== PROVIDED MATERIAL ==
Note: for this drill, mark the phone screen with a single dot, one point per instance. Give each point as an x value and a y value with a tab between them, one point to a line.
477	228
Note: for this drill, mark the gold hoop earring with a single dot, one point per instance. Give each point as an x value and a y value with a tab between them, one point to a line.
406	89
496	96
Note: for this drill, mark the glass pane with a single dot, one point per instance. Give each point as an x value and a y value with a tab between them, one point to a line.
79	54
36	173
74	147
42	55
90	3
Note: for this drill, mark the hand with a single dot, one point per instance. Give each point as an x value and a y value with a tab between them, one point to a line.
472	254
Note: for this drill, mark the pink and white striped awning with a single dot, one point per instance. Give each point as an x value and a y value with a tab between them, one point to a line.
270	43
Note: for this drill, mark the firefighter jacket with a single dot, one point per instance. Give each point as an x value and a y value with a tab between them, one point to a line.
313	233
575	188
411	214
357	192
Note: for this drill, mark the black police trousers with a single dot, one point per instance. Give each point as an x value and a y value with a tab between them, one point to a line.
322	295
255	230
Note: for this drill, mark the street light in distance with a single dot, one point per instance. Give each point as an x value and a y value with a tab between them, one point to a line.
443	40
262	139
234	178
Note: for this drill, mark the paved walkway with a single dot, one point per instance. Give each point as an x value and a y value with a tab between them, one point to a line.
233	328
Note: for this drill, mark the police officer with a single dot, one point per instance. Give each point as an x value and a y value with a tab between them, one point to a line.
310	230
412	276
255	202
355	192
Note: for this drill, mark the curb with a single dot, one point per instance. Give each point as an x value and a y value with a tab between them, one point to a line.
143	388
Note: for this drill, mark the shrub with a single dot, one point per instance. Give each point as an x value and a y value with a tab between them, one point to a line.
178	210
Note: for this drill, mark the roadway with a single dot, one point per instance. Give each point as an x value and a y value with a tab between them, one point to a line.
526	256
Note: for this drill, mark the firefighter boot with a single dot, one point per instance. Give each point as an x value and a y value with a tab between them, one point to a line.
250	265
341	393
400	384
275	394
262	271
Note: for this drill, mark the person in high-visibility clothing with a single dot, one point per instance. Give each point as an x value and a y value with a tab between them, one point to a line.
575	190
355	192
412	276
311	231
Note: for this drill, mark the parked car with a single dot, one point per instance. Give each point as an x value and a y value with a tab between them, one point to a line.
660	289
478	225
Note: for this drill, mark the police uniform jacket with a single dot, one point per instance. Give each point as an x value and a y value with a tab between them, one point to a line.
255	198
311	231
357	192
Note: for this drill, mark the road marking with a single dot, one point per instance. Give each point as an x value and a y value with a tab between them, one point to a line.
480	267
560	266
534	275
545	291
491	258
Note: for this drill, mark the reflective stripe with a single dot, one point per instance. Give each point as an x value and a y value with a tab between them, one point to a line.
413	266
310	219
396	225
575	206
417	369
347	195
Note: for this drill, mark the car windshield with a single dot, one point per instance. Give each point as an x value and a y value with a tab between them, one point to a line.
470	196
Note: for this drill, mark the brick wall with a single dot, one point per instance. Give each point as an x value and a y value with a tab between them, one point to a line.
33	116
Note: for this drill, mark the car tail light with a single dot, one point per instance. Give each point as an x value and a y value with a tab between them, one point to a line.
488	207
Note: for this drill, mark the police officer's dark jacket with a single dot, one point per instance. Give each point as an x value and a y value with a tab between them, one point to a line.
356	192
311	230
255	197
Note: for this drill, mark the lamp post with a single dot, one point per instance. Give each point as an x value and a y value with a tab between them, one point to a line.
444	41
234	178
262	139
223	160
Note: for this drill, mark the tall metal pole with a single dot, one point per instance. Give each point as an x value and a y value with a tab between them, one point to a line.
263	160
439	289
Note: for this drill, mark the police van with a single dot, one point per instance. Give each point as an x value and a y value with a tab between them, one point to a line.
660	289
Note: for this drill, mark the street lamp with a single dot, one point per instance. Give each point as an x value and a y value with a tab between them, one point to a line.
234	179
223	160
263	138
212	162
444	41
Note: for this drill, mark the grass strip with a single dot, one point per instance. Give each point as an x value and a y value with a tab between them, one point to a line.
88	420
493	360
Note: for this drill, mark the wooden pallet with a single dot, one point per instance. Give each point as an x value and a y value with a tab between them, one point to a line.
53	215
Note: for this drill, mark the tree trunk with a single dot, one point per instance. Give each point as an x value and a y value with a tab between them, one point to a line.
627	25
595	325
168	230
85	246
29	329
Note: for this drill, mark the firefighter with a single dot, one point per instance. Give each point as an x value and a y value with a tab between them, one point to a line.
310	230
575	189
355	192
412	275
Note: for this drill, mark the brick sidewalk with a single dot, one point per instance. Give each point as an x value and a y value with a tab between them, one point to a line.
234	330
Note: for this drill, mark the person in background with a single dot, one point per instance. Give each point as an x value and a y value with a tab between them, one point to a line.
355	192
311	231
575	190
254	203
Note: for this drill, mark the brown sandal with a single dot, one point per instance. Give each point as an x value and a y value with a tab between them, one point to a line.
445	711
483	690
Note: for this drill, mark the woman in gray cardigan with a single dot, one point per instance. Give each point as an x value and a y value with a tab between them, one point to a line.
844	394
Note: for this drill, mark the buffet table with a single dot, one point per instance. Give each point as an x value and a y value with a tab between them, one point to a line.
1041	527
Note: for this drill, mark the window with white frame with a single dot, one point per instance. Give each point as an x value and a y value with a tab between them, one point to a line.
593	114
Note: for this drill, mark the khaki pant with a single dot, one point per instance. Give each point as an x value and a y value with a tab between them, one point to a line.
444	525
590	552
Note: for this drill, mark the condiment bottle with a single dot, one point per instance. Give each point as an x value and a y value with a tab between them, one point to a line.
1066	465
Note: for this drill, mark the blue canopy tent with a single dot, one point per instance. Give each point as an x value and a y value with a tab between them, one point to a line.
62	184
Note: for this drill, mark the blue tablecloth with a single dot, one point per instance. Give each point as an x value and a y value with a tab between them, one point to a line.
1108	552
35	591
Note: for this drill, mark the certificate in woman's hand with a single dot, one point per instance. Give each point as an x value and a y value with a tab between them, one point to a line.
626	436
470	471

== WHAT YOU NEED TO DO ==
Reproduce the material above exactly; please quote every line of it.

== EXERCISE RESULT ==
Note: for this drill, mark the phone screen with a single dot, one point per instance. Give each point as an x value and a y value with a tab between them, one point to a line.
477	228
Note: for this drill, mark the gold hoop earring with a single dot, one point per instance. Give each point as an x value and a y value with a tab between them, one point to a line.
406	89
496	96
Note: for this drill, mark the glass pane with a single dot, one point per instance. Give each point as an x value and a y value with a tab between them, one point to a line.
79	54
36	173
74	147
42	55
90	3
Note: for this drill, mark the hand with a single dot, one point per instance. Give each point as an x value and a y value with a tab between them, one point to a line.
472	254
Note: for this drill, mark the pink and white striped awning with a single dot, one point per instance. Give each point as an x value and a y value with a tab between them, one point to a line.
270	43
Note: for this drill, mark the firefighter jacket with a single dot, one point per instance. Give each point as an x value and a y value with a tab between them, one point to a line.
313	233
575	188
411	214
357	192
Note: for this drill, mark the black police trousers with a single dot, one point per instance. Give each point as an x value and a y value with a tab between them, one point to a line.
322	295
255	230
Note: for this drill, mark the street light in distance with a single dot, one point per instance. Give each point as an x value and a y value with a tab between them, one point to a line.
443	40
262	139
234	178
Note: for this drill, mark the paved walkway with a single dot, one point per instance. Give each point as an x value and a y value with a tab between them, one point to a line.
233	328
Note: for this drill, mark the police officer with a single dot, one point per instance. Give each point as an x value and a y value with a tab between them, one point to a line.
310	230
412	276
255	202
355	192
Note: for this drill, mark the curb with a single dot, one point per instance. Give each point as an x value and a y value with a tab between them, one point to a line.
143	388
Note: for this drill, mark the shrub with a single dot, one point per instance. Give each point as an x value and a y value with a tab between them, one point to a line.
178	210
Note: for this drill, mark the roadway with a single dot, one point per instance. Give each point as an x value and a y value with a tab between them, one point to a line.
526	256
Note: for this drill, mark the firefighter boot with a single dot, one point per instance. Give each point as an x value and a y value with a tab between them, one point to a line.
250	265
341	393
400	384
275	394
262	271
Note: for this drill, mark the person in high-visibility clothing with a single dot, one point per instance. Give each point as an x value and a y value with a tab between them, one point to a line.
575	190
355	192
412	276
311	231
Note: for this drill, mark the parked car with a single dot, one point per instance. Give each point as an x value and a y value with a tab between them, one point to a line.
660	289
478	225
Note: for this drill, mark the police uniform jacket with a single dot, one point per instance. Give each point as an x value and a y value with a tab between them, one point to a line.
255	198
311	231
357	192
Note: for this drill, mark the road marking with a single dot, one point per instance. Give each point as an x value and a y value with a tab between them, one point to a line.
480	267
560	266
534	275
545	291
491	258
Note: for this drill, mark the reflective stripe with a single dot, one point per instance. Give each point as an x value and a y value with a tab between them, one point to a line.
413	266
310	219
396	225
575	206
417	369
347	195
Note: for this drill, mark the car windshield with a single dot, one point per instance. Give each point as an x value and a y value with a tab between them, one point to a line.
470	196
Note: for this drill, mark the brick wall with a single dot, one point per instance. Give each point as an x value and a y value with a tab between them, one point to a line.
33	116
Note: for this drill, mark the car tail light with a single dot, one point per instance. Give each point as an x value and a y value with a tab between them, one point to a line.
488	207
Note: for this drill, mark the police officer's dark jacket with a single dot, one point per instance. Give each point as an x value and a y value with a tab between them, one point to a line.
356	192
311	230
255	197
Note: for this drill, mark the lamp post with a single dot, one point per instance. Give each point as an x value and a y value with a tab between them, one point to a line.
444	41
234	178
262	139
223	160
Note: for this drill, mark the tall metal pole with a single dot, one point per instance. Give each point as an x value and a y value with a tab between them, one point to a line.
263	160
439	289
Note: for this drill, mark the police van with a single dot, one point per instance. Give each point as an x value and a y value with a tab between them, one point to a line.
660	289
Note: for this drill, mark the street lamp with a single dot, one point per instance. Give each point as an x value and a y value with a tab between them, one point to a line.
234	179
223	160
263	138
212	162
444	41
Note: for this drill, mark the grass strip with a single dot, one point per instance. Give each point as an x value and a y value with a tab between them, one point to a line.
88	420
493	360
Note: for this drill, mark the wooden pallet with a single dot, one point per instance. Give each point as an x value and a y value with a tab between them, one point to a line.
53	215
Note: for this drill, mark the tree trunk with a single dot, one point per instance. Give each point as an x value and a y value with a tab between them, one point to a line.
627	25
595	325
168	230
85	246
29	329
Note: for this drill, mark the firefighter with a single dot, one point per instance. Give each point as an x value and a y value with a tab between them, one point to a line.
310	230
575	189
355	192
412	275
Note: for this drill, mark the brick sidewalk with a single dot, one point per instance. Give each point as an x value and a y value with a tab between them, one point to a line.
234	330
Note: for this drill, mark the person in background with a single dot, one point per instance. Give each point as an x value and a y value with a tab between them, one point to a line.
355	192
311	231
575	190
254	203
Note: for this drill, mark the brown sandal with a single dot, one point per instance. Give each point as an x value and a y value with a tab between them, one point to a line.
445	711
483	690
Note: for this drill, mark the woman in gray cardigan with a single dot, one point per instance. Give each point as an x value and a y value with a tab between them, one point to a line.
844	394
Note: for this drill, mark the buffet table with a single dot, one point per instance. Give each point as an x value and a y value with a tab between them, one point to a line.
1041	527
Note: for this drill, mark the window with white frame with a single dot, one point per instance. Give each point as an x value and a y value with a tab between them, one point to a line.
593	114
Note: for this drill, mark the khaki pant with a single dot, one point per instance. Give each point as an x value and a y value with a tab between them, one point to a line.
444	525
590	552
Note: for this drill, mark the condiment bottle with a single dot, one point per instance. Give each point as an x value and a y value with a tab between them, one point to a line.
1066	465
Note: for this drill, mark the blue canopy tent with a single dot, one point per instance. Give each point as an x value and a y value with a tab between them, one point to a line.
62	184
Note: for this drill, mark the blue tablecloth with a single dot, one point per instance. Give each point as an x value and a y value with a tab between them, one point to a line.
1108	552
35	591
Note: for this drill, mark the certificate in woman's hand with a single dot, one point per instance. Give each point as an x value and a y value with a tab between them, one point to a line.
626	436
470	471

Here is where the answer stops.